*** Records to use

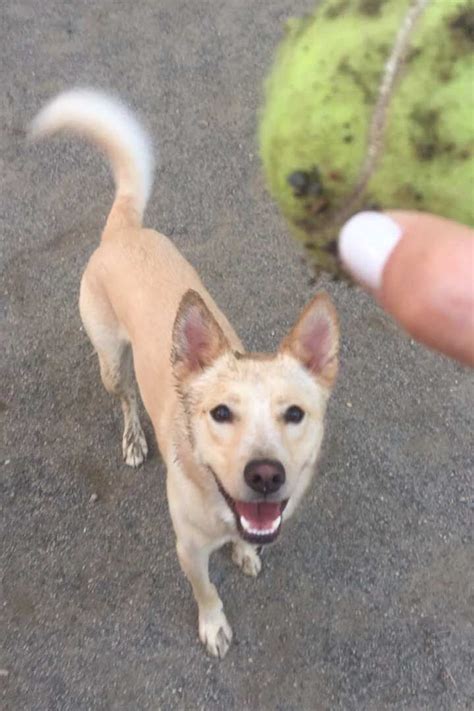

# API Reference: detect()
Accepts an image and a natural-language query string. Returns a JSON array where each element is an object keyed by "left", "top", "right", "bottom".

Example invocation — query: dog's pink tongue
[{"left": 234, "top": 501, "right": 281, "bottom": 530}]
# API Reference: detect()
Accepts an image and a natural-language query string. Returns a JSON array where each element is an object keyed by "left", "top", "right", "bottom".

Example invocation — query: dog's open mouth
[
  {"left": 208, "top": 467, "right": 288, "bottom": 546},
  {"left": 232, "top": 501, "right": 287, "bottom": 544}
]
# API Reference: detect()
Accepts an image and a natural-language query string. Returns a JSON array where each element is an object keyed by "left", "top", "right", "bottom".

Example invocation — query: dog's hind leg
[{"left": 79, "top": 275, "right": 148, "bottom": 467}]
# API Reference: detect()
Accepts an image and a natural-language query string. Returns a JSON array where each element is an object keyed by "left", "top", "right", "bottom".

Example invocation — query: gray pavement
[{"left": 0, "top": 0, "right": 474, "bottom": 711}]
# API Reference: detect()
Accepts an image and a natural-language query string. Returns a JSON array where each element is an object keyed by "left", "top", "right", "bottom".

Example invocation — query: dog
[{"left": 31, "top": 89, "right": 339, "bottom": 658}]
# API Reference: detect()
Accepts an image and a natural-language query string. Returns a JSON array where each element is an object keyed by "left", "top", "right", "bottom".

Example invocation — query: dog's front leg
[{"left": 177, "top": 539, "right": 232, "bottom": 659}]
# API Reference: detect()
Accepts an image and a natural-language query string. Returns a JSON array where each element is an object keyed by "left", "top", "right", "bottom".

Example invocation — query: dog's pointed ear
[
  {"left": 280, "top": 292, "right": 339, "bottom": 388},
  {"left": 171, "top": 289, "right": 229, "bottom": 379}
]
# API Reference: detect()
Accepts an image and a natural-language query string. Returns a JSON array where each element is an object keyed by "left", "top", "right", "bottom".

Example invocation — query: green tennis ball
[{"left": 259, "top": 0, "right": 474, "bottom": 276}]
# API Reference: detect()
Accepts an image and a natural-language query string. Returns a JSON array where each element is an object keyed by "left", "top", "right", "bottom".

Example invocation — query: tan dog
[{"left": 32, "top": 90, "right": 339, "bottom": 657}]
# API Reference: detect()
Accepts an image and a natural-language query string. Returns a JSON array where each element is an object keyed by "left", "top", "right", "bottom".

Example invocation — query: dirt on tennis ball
[{"left": 259, "top": 0, "right": 474, "bottom": 276}]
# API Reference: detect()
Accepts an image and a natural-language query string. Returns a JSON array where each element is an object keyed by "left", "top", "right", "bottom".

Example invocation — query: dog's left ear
[
  {"left": 171, "top": 289, "right": 229, "bottom": 379},
  {"left": 280, "top": 292, "right": 339, "bottom": 388}
]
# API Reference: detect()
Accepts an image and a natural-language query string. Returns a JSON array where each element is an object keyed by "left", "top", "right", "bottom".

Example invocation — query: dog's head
[{"left": 172, "top": 291, "right": 339, "bottom": 543}]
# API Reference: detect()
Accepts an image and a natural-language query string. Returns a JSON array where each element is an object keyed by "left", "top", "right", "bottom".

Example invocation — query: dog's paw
[
  {"left": 122, "top": 425, "right": 148, "bottom": 467},
  {"left": 232, "top": 541, "right": 262, "bottom": 578},
  {"left": 199, "top": 610, "right": 232, "bottom": 659}
]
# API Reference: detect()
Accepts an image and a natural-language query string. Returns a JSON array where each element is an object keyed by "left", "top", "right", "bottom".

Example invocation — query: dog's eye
[
  {"left": 283, "top": 405, "right": 304, "bottom": 425},
  {"left": 211, "top": 405, "right": 234, "bottom": 422}
]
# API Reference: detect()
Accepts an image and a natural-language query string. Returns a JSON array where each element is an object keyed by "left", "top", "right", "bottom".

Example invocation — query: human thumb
[{"left": 339, "top": 211, "right": 474, "bottom": 366}]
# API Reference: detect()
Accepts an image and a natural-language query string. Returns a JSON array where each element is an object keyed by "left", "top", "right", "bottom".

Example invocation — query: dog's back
[{"left": 31, "top": 89, "right": 242, "bottom": 453}]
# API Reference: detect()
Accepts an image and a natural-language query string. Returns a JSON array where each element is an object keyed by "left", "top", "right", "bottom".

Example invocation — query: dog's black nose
[{"left": 244, "top": 459, "right": 286, "bottom": 494}]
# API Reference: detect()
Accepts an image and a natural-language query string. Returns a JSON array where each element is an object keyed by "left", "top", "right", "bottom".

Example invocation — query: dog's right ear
[{"left": 171, "top": 289, "right": 229, "bottom": 380}]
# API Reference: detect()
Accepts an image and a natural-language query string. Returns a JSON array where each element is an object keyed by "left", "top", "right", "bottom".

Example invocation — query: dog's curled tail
[{"left": 30, "top": 89, "right": 154, "bottom": 229}]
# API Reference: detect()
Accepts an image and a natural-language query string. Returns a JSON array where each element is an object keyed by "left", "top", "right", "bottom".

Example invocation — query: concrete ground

******

**Request**: Count how many lines above contain the word "tennis". Give only the number.

**Reply**: 2